Task objective:
Please carry on the blog post about size bias below, starting right after its final sentence.

Exercise passage:
- - - - -

Go RED! And Hellllllloooooooooo!


http://www.goredforwomen.org/
http://www.heart.org/

Sunday, April 3, 2011

So You Hate Me Because I'm Fat?

There is something weird about being fat that people don't talk about. It's that hush-hush world of size bias. "Size bias" (the polite term for those engaged in intellectual discussion on the subject) is really just hating fat people and treating them poorly--publicly.

I am reminded of that Lifetime for Womenâ movie from a few months ago, “To Be Fat Like Me.” In this movie a young and very attractive high school girl dons a fat suit and enters another high school to film her experience for a documentary. In her previous life she was popular and attractive and had a lot of friends—basically leading a charmed high school life. As soon as she took that same pretty face and nice personality and added a hundred pounds to it her experience became extremely negative. She experienced size bias.

This movie pointed out an important truth: People just don't like fat people.

For some reason our society allows size bias. It's an acceptable form of bias. It's culturally acceptable to treat fat people as second-class citizens--to mock them, to stare at them, to not hire them, to treat them with malice and disdain, or to treat them like they don't exist. Bigotry and hatred are complicated. It's a huge subject that I don't feel like handling here today, but what I do often wonder about is why people think fat people are fair game.

- - - - -

Data under study:
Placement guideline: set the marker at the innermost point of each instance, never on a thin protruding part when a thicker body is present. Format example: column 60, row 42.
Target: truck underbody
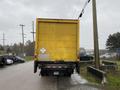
column 58, row 68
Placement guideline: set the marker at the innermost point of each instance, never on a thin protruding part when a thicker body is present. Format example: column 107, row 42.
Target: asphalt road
column 21, row 77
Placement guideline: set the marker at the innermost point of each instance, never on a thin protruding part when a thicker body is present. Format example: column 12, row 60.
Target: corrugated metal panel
column 59, row 39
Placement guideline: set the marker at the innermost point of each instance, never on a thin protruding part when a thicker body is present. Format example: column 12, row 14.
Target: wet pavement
column 21, row 77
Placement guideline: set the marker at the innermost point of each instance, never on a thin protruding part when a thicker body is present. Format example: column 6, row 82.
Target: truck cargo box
column 57, row 43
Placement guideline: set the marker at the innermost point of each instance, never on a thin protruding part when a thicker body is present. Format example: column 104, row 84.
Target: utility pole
column 95, row 35
column 22, row 25
column 3, row 39
column 33, row 32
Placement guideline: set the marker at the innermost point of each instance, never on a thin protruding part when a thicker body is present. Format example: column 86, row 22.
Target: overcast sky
column 15, row 12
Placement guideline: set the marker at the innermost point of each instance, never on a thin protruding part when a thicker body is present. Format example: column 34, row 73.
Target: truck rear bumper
column 52, row 67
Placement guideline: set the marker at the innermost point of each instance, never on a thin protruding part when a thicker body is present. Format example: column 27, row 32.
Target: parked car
column 16, row 59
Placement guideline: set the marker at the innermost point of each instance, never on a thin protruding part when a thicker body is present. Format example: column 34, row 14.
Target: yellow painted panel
column 59, row 38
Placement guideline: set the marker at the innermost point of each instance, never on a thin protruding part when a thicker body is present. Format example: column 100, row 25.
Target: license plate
column 56, row 73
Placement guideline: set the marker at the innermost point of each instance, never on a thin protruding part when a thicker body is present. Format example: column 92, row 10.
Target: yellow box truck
column 56, row 46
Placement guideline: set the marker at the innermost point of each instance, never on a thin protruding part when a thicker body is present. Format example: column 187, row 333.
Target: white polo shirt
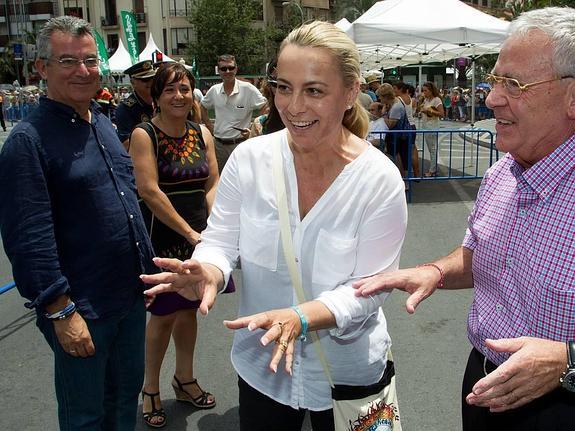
column 233, row 110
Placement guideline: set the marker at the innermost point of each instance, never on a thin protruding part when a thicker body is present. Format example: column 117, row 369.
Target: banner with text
column 103, row 54
column 131, row 33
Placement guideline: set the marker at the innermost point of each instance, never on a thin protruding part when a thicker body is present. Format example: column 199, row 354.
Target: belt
column 488, row 366
column 232, row 141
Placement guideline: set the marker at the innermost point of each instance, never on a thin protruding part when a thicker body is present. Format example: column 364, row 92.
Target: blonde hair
column 320, row 34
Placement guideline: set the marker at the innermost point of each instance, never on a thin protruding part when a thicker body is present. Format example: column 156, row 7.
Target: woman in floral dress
column 176, row 175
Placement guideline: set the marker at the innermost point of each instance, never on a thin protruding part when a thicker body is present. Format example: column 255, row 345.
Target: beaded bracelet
column 303, row 322
column 441, row 281
column 66, row 312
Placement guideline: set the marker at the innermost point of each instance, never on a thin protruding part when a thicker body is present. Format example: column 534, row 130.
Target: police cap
column 142, row 70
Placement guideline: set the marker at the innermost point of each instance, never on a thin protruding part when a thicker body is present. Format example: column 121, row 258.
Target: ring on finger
column 282, row 345
column 280, row 324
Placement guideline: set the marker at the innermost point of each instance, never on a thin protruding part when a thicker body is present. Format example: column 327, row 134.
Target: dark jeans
column 259, row 412
column 554, row 411
column 101, row 392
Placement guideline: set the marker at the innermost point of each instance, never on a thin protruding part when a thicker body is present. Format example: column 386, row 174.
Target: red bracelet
column 441, row 281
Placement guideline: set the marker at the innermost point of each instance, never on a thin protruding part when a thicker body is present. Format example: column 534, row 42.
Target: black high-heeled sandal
column 155, row 413
column 202, row 401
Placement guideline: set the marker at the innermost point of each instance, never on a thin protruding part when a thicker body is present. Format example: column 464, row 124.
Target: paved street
column 430, row 347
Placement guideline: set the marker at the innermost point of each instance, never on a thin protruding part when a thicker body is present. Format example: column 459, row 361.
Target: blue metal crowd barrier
column 460, row 154
column 7, row 287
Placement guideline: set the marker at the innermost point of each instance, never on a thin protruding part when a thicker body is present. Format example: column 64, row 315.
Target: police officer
column 137, row 108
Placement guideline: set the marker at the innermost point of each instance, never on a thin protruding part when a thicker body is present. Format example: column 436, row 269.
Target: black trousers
column 259, row 412
column 2, row 123
column 554, row 411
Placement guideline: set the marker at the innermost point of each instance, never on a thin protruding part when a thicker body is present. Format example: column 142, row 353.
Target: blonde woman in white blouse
column 347, row 214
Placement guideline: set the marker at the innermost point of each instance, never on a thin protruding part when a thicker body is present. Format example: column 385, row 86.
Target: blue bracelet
column 303, row 322
column 67, row 311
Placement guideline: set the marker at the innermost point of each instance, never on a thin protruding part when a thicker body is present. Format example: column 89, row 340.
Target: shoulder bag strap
column 287, row 244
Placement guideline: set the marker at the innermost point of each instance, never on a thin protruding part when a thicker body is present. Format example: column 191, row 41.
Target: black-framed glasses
column 272, row 82
column 70, row 62
column 513, row 87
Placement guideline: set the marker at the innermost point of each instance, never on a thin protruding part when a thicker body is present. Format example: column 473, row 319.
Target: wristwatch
column 568, row 377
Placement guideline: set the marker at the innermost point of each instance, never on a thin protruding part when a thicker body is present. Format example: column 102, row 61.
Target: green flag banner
column 103, row 54
column 130, row 31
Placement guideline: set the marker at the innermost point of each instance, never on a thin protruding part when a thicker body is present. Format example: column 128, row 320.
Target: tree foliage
column 516, row 7
column 226, row 27
column 351, row 9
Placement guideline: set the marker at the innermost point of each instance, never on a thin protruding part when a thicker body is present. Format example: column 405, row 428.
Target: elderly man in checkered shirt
column 519, row 249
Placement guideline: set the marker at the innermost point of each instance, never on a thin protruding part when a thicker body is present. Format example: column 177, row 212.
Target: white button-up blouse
column 354, row 230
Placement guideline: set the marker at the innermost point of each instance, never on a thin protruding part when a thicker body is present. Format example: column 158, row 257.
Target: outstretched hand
column 418, row 282
column 191, row 279
column 282, row 327
column 531, row 371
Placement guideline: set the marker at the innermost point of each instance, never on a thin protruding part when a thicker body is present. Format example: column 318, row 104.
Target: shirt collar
column 547, row 174
column 66, row 111
column 234, row 91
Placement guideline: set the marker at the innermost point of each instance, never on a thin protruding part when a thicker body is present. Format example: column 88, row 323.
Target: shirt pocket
column 259, row 241
column 124, row 169
column 334, row 259
column 555, row 313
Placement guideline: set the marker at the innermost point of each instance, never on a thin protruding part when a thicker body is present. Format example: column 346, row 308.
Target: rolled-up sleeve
column 26, row 221
column 379, row 248
column 220, row 241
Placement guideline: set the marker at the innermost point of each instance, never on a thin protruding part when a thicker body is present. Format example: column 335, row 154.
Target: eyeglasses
column 70, row 62
column 514, row 87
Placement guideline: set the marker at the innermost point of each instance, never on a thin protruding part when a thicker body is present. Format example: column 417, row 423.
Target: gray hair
column 558, row 23
column 66, row 24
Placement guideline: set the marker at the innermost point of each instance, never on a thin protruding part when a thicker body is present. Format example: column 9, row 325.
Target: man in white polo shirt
column 233, row 101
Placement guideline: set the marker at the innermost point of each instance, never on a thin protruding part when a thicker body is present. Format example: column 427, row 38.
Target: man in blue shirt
column 73, row 231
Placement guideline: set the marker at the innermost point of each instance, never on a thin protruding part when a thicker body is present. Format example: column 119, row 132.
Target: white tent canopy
column 150, row 48
column 343, row 24
column 400, row 32
column 121, row 59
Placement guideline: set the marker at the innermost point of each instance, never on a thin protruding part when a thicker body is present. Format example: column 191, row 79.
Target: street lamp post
column 296, row 4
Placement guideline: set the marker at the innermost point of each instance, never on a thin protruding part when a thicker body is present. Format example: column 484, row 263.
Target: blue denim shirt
column 69, row 214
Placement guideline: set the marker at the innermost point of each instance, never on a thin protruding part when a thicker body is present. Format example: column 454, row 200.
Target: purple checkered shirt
column 522, row 233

- - - - -

Response:
I have experienced the phenomenon myself. At various times in my "fat life" I have heard things said when I entered a room of strangers or a public place. I have been laughed at and ridiculed and treated meanly. I can't decide if this sort of public harassment is overt anger toward fat people, if it's just people being unbelievably rude, or if people find the spectacle of a fat person so exceptional that they have to say something aloud (really loud) to their friends. No clue.

To be fair, I notice morbidly obese people myself. When I was 80 pounds heavier I played the "Is she fatter than me?" game and now I still notice but it's with a greater sense of empathy and understanding about what their experience must be like. I think as humans it is natural to react to anyone who is different. However, I do think that people could use more empathy when they deal with those around them who are fat or are limited in any way.

I think a reason people feel fat people are fair game is the belief that a fat person chooses to be fat. While it's true that my life has been a series of choices and some very negative choices fueled my weight gain, I would offer to anyone thinking about a fat person's accountability that it is far more complicated than that.

I feel the same way about a homeless person on the street. That person is standing there not necessarily because they are irresponsible or bad but because of a series of reactions and decisions to their life--things that happened to them, misfortune, lack of coping skills, even tragedy.

My mother used to say every time she saw someone whose plight she pitied, "There but for fortune go I."  Each of us comes with his or her own set of life experiences and coping skills. I am pretty sure we shouldn't judge and convinced we should really ramp up the kindness with which we treat others--no matter what predicament they find themselves in.

One benefit of losing weight and something I have seen change with each pound of weight loss is that people are nicer to me. I am sure it's a combination of things--and trust me I have thought long and hard about this: First, people are nicer to people who are more attractive. That sounds like a generalization, but I am convinced of it. Secondly, people who feel good about themselves expect to be and are treated better than those who do not.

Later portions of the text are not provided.